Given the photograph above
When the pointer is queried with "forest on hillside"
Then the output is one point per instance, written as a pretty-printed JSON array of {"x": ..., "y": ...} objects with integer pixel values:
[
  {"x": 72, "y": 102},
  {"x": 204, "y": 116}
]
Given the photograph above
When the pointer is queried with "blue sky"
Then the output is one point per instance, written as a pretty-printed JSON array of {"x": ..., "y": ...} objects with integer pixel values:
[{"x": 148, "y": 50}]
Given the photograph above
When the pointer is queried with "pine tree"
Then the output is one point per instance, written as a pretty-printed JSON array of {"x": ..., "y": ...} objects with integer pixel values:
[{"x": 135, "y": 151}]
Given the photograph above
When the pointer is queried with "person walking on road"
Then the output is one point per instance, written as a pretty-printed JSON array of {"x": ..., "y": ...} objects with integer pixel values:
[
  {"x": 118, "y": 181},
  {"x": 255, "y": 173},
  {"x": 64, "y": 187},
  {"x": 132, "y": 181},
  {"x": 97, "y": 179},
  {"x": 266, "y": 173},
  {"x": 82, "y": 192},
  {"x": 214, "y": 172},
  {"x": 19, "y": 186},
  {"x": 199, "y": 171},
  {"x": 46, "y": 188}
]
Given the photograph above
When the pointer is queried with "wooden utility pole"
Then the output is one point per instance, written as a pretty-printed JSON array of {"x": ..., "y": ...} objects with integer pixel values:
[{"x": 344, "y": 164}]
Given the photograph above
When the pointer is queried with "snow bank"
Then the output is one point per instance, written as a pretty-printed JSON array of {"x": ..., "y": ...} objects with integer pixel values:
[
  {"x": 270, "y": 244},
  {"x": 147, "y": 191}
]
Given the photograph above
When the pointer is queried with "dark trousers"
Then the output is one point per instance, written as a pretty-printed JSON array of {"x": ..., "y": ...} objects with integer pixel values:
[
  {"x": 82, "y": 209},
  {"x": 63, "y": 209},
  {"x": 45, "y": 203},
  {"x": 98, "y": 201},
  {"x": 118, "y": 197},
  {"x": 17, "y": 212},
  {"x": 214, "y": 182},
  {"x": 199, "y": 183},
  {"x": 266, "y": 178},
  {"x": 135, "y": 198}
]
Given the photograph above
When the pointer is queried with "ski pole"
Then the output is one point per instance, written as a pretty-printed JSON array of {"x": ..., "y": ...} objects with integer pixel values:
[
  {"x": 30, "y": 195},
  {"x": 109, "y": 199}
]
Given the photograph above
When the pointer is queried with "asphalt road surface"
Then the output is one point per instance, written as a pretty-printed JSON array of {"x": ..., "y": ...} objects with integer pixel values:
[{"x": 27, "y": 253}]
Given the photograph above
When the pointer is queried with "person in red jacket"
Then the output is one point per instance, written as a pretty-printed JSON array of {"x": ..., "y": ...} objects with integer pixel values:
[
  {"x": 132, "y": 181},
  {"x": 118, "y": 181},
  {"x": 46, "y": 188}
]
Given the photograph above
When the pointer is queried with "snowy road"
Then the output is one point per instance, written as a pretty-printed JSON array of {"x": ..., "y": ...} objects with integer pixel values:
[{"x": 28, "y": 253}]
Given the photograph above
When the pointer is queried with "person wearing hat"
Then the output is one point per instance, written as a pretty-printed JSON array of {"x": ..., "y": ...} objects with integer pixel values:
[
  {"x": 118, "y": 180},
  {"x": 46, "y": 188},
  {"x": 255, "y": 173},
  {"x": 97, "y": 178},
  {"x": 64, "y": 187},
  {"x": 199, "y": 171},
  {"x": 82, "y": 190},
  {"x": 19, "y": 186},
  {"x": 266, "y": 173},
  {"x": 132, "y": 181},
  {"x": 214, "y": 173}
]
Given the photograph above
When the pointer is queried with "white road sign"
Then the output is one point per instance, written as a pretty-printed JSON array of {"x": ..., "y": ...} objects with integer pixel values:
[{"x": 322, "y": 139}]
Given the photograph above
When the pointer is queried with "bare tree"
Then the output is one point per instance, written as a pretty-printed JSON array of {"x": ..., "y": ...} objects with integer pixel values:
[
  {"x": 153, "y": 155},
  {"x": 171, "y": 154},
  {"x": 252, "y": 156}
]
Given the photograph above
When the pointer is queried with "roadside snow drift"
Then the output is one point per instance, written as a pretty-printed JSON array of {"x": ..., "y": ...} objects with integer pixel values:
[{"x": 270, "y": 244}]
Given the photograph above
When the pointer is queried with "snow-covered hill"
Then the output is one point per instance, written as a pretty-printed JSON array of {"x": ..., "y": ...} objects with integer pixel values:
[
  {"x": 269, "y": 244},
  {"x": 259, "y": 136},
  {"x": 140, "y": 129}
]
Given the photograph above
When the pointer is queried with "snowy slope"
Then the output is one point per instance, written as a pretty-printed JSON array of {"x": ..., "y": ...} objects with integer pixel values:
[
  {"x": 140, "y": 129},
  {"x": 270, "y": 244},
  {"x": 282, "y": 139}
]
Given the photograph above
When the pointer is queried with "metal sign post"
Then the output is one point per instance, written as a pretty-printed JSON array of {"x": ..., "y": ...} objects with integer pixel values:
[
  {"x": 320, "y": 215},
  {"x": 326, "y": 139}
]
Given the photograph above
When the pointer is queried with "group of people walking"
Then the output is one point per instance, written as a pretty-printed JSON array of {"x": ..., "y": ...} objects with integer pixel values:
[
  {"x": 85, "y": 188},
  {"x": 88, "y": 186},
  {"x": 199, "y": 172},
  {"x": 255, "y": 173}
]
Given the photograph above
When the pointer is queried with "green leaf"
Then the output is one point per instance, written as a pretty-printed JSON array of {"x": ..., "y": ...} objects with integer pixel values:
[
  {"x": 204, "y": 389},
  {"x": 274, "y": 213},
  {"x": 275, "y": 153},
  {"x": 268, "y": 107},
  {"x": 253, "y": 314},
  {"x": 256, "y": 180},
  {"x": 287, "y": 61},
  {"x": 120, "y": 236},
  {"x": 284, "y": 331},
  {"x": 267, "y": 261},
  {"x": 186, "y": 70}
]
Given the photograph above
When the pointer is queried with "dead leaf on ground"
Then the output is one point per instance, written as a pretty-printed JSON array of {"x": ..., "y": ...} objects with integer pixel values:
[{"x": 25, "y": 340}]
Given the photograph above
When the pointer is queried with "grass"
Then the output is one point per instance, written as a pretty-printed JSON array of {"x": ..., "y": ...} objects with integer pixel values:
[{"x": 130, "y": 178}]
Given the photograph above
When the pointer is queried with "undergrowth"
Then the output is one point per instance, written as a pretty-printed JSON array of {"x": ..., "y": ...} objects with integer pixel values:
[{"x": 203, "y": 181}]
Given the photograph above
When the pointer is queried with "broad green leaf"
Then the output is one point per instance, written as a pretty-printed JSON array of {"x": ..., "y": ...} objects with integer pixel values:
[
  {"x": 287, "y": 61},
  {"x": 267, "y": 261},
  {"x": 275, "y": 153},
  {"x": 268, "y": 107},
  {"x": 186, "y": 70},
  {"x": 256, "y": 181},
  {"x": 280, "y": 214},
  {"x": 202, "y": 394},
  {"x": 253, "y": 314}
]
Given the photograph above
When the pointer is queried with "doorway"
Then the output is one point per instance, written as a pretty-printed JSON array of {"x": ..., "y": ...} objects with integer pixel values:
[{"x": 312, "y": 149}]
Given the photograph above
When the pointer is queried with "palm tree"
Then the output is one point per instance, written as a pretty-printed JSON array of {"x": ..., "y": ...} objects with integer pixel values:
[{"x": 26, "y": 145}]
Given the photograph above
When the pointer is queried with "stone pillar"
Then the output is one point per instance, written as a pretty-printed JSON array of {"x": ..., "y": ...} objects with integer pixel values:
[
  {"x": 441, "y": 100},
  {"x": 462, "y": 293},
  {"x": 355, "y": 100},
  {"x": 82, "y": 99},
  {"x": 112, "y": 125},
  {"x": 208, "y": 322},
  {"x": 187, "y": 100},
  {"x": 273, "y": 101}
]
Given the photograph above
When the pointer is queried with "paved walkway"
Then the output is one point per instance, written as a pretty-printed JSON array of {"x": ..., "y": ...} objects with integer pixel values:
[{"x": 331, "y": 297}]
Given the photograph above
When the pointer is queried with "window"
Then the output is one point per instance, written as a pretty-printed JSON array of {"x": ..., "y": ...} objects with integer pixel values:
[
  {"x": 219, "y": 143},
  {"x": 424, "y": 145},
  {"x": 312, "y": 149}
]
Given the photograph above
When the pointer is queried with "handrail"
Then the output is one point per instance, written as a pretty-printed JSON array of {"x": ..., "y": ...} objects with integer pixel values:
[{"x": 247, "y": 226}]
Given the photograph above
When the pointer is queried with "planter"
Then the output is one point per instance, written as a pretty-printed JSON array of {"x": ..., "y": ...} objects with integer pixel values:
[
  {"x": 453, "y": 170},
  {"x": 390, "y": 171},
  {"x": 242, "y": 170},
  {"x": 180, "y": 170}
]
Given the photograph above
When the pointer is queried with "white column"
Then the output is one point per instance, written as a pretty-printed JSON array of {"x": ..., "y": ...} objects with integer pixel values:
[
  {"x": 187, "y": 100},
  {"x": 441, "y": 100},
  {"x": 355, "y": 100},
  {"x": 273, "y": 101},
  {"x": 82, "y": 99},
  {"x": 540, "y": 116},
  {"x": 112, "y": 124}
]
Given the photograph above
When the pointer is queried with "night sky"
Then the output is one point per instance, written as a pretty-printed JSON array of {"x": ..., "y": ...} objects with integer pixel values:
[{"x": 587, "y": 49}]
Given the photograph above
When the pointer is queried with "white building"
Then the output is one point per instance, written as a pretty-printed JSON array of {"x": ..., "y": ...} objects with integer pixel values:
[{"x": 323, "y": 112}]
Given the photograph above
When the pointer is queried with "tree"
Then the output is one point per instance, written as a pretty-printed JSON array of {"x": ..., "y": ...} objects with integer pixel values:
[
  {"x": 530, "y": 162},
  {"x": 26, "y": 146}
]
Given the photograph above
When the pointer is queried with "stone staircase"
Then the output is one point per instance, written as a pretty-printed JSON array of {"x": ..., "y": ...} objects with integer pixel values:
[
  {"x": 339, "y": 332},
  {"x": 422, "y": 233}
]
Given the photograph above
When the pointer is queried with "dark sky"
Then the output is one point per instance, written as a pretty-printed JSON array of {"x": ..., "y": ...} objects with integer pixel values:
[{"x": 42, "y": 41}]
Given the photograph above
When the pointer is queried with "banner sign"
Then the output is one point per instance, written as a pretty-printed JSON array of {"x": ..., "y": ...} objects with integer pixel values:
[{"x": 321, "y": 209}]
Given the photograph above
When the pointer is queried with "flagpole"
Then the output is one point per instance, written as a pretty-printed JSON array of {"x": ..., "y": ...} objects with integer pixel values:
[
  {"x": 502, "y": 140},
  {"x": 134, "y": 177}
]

**PROMPT:**
Report each line in the entries where the string "sign" occurs.

**SOLVED PROBLEM:**
When the pointer is queried with "white road sign"
When the pointer is queried with "metal sign post"
When the pointer is queried with "banner sign"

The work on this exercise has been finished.